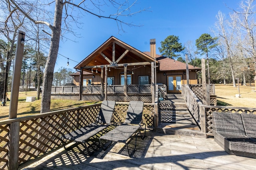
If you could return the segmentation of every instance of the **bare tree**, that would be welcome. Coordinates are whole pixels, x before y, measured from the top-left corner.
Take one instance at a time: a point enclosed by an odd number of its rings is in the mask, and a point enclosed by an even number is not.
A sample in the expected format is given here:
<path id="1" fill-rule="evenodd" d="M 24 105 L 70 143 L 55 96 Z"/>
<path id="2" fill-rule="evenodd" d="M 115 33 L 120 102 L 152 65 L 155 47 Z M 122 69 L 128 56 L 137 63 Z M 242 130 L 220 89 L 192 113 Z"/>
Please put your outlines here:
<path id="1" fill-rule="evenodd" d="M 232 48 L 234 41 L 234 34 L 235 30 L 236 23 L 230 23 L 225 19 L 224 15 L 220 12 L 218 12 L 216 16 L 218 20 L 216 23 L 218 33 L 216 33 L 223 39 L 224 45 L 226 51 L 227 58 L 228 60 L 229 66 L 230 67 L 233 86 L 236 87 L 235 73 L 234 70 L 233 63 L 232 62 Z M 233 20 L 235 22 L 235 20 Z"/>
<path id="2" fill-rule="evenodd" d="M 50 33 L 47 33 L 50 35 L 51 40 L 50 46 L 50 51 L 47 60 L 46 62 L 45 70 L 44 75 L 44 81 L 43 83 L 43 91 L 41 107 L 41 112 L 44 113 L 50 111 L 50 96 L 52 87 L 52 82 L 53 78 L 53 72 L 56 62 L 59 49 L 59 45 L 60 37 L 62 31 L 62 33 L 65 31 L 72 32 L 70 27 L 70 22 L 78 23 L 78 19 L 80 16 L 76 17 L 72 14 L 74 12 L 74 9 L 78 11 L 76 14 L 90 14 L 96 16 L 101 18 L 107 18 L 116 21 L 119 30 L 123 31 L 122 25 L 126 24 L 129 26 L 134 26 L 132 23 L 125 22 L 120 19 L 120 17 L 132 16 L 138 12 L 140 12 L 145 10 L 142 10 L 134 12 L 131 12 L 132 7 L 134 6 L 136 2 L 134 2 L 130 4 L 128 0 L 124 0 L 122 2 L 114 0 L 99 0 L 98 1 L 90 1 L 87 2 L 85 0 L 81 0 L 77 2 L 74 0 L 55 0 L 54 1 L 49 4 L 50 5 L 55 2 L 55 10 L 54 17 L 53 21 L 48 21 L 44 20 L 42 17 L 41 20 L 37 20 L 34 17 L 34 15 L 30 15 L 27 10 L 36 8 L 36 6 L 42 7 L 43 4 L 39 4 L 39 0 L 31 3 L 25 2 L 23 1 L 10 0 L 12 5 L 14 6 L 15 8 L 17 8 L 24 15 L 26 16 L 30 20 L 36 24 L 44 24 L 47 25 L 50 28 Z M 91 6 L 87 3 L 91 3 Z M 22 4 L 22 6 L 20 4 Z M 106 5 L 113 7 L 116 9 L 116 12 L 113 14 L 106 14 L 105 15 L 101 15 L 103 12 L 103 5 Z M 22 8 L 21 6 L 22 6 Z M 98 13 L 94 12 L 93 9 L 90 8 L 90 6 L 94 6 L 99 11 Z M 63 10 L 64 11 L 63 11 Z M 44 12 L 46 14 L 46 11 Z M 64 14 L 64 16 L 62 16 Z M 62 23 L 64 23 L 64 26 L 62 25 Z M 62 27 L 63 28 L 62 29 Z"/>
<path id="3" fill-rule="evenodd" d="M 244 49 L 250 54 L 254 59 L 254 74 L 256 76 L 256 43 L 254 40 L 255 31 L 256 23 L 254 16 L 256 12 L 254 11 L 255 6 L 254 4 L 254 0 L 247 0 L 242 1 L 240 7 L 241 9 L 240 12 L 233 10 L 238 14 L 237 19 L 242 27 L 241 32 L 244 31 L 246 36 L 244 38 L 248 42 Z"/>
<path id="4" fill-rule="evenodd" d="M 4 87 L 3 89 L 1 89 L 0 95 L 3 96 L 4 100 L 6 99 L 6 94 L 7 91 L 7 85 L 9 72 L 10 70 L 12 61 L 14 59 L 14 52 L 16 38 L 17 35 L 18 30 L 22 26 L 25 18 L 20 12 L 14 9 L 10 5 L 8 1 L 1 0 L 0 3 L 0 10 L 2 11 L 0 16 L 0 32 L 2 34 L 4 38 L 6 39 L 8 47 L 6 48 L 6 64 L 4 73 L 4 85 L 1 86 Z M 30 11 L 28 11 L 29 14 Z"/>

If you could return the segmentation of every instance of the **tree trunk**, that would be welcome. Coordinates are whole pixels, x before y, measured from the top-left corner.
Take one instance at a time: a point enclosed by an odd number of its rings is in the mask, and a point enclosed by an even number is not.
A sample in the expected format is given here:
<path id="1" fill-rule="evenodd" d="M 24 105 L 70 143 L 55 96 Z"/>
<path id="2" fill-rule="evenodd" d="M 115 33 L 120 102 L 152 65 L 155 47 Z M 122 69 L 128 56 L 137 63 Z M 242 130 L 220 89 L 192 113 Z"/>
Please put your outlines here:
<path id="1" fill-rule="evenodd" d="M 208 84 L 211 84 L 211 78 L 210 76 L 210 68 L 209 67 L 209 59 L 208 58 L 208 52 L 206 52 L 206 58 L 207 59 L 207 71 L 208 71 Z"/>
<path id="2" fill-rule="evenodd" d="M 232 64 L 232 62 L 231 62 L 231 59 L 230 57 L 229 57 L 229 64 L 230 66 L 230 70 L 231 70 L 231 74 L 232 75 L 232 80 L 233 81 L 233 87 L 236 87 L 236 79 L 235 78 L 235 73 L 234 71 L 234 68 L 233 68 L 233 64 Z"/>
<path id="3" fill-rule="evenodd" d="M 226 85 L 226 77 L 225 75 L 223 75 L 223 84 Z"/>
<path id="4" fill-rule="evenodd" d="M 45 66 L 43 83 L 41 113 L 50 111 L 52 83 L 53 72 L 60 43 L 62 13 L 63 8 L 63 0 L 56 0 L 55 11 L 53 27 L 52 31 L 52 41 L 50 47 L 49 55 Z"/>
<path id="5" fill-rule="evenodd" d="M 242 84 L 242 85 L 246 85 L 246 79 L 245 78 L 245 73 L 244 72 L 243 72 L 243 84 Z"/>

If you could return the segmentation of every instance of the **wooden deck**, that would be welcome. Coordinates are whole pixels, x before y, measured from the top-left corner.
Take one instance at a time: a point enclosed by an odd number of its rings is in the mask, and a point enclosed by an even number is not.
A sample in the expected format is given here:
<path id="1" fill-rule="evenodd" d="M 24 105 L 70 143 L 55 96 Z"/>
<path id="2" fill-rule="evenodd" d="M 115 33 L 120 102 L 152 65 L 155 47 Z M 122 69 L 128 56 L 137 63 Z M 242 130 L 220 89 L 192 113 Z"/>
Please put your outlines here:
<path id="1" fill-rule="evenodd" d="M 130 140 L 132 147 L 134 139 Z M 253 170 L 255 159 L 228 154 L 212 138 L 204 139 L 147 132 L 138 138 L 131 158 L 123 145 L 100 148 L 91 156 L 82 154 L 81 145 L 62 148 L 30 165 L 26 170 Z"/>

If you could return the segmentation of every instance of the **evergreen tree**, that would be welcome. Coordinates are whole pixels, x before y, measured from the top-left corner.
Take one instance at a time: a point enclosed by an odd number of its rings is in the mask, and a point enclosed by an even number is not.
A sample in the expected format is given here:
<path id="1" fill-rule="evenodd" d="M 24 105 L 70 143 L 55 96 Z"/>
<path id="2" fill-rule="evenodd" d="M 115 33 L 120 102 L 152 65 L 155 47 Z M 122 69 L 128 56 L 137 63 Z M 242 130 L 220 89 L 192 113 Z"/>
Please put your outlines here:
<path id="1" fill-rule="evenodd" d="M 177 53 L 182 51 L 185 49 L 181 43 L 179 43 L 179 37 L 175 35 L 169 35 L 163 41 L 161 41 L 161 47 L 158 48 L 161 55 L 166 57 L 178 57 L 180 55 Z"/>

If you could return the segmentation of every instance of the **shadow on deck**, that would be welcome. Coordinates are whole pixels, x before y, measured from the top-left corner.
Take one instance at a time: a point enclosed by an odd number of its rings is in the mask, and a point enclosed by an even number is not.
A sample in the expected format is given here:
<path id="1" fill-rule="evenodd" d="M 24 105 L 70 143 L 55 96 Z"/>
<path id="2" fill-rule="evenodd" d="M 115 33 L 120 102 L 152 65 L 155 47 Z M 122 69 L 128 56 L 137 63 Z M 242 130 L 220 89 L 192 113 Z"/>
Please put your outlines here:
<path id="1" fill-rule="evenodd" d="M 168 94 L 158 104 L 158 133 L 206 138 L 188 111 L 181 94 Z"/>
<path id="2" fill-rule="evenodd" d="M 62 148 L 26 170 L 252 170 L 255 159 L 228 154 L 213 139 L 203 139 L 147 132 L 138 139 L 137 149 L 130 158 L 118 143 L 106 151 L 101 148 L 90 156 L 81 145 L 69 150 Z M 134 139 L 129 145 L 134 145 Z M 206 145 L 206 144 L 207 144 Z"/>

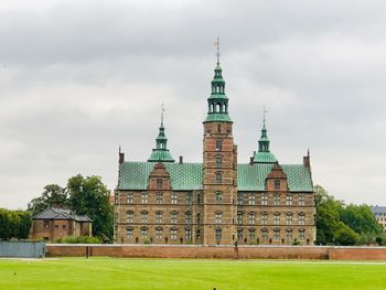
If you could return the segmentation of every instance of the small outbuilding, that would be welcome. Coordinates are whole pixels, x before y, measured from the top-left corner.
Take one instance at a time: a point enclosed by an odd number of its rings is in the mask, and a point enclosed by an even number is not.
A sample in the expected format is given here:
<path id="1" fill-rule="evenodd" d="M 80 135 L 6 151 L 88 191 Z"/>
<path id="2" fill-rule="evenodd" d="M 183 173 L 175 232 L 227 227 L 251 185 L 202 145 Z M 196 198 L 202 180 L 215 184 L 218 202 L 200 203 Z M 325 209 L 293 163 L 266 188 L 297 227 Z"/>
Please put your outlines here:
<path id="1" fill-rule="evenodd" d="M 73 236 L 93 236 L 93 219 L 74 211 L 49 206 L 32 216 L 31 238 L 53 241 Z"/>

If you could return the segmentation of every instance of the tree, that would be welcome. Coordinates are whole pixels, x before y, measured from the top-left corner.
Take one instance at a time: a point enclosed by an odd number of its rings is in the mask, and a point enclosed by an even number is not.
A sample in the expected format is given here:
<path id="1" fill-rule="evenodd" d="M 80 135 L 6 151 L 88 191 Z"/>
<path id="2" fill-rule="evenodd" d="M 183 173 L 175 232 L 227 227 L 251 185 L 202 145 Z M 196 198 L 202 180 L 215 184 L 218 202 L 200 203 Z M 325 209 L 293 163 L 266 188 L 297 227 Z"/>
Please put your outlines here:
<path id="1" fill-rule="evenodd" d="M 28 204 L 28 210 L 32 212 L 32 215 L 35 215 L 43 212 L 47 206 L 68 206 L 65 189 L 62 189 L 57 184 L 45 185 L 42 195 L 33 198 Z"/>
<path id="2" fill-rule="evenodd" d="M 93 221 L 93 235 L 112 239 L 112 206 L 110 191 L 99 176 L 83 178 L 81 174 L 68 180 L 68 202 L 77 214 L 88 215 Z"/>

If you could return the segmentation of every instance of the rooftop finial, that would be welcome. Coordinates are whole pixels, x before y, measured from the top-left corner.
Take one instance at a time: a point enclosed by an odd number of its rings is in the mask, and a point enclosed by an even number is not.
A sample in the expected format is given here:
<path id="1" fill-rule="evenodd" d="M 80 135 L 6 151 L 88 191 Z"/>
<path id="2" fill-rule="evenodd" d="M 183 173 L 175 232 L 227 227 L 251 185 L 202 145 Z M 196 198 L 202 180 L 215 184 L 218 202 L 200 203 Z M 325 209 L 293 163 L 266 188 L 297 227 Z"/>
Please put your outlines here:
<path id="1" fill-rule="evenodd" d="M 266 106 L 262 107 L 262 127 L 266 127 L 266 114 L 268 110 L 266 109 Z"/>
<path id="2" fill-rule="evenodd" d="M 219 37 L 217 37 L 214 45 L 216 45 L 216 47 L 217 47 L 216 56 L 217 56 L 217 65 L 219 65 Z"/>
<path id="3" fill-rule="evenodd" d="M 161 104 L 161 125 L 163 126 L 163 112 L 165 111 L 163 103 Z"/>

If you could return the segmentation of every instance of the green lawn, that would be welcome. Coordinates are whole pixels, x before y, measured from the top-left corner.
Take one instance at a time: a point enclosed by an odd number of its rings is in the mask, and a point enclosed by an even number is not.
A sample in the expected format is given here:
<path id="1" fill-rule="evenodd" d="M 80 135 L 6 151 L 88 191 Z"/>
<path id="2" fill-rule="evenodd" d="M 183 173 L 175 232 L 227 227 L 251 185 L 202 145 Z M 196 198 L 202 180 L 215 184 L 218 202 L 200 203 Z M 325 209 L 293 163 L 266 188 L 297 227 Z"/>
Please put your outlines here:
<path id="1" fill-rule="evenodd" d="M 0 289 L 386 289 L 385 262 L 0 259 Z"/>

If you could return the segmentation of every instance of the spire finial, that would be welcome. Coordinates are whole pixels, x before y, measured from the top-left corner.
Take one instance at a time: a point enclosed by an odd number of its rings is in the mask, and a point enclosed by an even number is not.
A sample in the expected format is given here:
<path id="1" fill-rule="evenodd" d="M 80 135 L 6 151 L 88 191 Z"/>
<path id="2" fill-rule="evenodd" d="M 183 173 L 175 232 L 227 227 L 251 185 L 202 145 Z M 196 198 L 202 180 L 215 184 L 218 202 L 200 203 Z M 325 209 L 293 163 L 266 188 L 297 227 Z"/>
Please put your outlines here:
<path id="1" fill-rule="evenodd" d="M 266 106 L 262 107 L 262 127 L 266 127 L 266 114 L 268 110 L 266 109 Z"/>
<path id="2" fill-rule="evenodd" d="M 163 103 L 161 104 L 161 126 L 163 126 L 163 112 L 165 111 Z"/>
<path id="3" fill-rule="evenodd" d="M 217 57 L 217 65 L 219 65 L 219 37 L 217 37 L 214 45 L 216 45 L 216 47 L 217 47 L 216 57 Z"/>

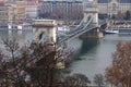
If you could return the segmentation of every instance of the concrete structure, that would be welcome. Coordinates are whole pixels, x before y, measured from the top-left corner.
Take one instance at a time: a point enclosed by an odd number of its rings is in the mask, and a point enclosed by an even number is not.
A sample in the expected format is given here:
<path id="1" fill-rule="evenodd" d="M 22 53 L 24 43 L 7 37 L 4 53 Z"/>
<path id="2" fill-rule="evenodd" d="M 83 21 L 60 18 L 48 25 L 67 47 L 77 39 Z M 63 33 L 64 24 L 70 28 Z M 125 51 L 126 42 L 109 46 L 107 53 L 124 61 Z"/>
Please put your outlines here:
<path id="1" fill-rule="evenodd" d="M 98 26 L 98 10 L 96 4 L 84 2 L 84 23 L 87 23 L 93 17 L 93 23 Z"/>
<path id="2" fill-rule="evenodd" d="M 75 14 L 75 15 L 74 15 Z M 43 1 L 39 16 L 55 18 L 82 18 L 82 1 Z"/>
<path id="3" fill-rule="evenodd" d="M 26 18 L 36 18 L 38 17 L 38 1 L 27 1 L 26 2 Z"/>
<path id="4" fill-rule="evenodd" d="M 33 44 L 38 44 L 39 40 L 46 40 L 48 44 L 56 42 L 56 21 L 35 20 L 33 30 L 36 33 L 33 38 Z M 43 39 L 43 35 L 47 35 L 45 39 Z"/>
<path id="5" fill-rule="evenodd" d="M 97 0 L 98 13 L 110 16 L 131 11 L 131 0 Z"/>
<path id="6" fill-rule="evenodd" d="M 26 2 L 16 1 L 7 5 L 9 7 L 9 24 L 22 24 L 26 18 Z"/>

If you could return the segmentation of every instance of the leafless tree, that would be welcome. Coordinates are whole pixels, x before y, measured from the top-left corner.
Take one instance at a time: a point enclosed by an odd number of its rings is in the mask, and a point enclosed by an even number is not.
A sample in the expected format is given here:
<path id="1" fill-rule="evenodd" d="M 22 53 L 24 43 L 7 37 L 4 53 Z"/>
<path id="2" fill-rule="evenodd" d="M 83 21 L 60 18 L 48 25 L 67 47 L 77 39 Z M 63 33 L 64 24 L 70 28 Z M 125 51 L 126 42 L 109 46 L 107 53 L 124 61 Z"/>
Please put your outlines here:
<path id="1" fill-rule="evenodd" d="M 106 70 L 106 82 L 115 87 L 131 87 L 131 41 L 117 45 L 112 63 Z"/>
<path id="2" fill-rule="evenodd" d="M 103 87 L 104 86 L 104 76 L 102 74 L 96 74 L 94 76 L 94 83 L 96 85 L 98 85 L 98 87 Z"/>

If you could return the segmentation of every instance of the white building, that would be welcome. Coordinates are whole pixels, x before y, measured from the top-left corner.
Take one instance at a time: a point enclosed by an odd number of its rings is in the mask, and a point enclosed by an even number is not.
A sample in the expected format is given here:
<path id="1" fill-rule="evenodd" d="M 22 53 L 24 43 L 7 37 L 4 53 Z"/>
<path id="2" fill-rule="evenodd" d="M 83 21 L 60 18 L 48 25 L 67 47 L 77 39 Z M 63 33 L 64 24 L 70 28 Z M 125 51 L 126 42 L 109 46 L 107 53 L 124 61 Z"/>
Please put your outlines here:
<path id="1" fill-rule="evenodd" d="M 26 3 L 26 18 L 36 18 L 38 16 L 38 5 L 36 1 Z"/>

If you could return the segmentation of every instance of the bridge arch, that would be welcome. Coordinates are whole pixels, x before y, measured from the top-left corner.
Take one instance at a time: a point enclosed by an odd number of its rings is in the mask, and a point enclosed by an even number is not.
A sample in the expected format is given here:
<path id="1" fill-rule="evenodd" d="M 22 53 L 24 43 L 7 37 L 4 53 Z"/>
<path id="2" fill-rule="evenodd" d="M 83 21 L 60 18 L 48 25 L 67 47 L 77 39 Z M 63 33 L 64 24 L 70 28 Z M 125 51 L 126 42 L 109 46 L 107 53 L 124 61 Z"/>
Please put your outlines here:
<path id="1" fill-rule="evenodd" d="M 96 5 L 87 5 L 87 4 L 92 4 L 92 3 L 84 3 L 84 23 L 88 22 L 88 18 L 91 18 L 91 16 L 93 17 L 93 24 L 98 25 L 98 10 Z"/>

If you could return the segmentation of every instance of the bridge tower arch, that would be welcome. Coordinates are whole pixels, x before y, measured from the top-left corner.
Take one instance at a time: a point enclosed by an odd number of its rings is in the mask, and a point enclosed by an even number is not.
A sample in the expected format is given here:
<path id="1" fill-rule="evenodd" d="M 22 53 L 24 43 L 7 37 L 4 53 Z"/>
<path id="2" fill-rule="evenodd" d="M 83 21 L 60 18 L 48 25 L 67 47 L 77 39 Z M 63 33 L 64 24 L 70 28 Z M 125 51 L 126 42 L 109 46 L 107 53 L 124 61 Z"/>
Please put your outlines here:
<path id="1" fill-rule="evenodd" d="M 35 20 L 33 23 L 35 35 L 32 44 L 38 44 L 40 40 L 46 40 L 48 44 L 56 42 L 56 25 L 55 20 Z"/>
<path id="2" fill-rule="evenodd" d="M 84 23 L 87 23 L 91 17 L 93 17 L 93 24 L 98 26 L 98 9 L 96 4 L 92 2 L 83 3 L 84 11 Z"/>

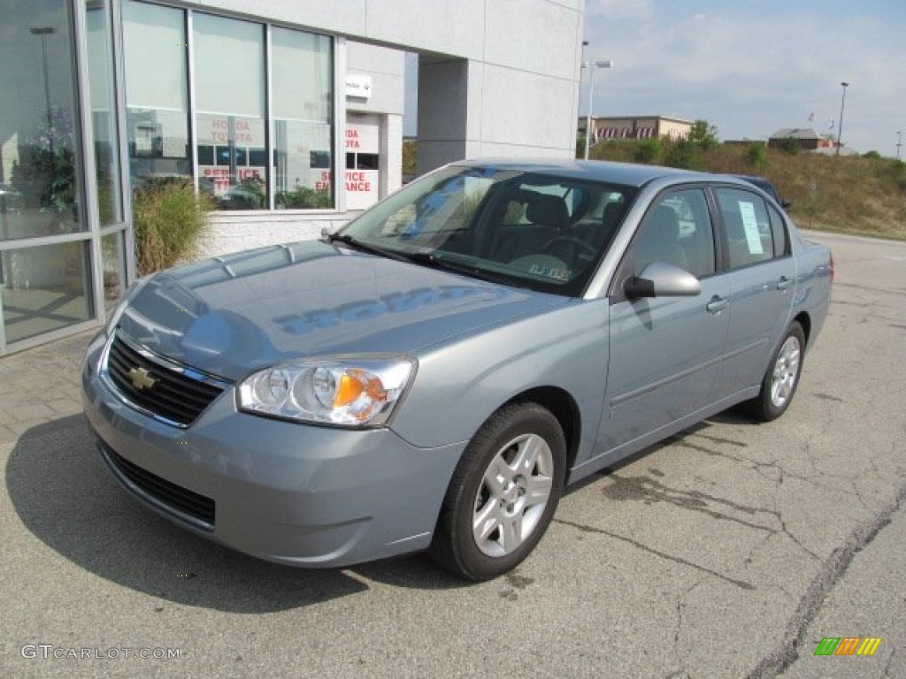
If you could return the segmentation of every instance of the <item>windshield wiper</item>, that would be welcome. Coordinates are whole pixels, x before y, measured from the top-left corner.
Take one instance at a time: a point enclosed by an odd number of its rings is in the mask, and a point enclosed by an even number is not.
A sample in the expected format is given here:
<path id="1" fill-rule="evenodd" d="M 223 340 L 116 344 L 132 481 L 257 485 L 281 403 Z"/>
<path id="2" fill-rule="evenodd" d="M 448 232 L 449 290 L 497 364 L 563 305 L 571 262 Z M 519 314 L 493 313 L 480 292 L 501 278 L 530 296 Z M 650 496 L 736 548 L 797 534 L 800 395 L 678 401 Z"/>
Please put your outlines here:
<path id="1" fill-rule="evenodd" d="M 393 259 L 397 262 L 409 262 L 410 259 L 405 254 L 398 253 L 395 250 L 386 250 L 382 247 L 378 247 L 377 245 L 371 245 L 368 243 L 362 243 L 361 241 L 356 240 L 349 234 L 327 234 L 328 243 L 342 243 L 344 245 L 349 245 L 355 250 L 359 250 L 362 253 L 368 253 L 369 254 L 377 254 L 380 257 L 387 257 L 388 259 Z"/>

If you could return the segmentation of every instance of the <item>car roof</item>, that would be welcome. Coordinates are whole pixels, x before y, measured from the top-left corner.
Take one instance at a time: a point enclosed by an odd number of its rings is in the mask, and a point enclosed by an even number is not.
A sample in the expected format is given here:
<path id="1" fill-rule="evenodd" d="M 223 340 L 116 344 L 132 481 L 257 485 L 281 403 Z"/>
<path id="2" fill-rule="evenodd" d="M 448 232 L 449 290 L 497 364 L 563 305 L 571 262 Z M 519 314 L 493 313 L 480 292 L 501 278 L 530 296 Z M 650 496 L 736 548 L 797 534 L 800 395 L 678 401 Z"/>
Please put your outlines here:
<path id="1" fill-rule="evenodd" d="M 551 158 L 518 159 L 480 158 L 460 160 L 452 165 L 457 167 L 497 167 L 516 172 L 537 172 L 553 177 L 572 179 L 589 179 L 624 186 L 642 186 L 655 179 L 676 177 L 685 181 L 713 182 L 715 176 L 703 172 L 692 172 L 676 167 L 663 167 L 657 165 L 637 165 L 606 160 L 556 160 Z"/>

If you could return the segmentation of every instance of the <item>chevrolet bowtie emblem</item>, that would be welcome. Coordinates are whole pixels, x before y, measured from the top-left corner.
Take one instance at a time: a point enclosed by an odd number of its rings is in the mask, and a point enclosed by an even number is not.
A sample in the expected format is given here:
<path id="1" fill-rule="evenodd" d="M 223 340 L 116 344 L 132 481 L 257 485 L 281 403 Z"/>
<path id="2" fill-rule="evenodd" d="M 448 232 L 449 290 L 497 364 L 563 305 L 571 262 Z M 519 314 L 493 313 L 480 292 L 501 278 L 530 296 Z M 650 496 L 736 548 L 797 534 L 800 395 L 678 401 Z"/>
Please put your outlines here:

□ □ □ □

▸ YOUR INSTRUCTIONS:
Pick out and copy every line of the entries that contains the word "deck".

▸ ANSWER TO THIS TASK:
If you could return the segmentation of every instance of the **wooden deck**, that would be welcome. Coordinates are whole pixels, x before y, measured from the top-left corner.
If you could return the segmentation of every instance of the **shadow on deck**, that would be welcome. Coordinates are whole pixels, x before y, measured from the top-left corner.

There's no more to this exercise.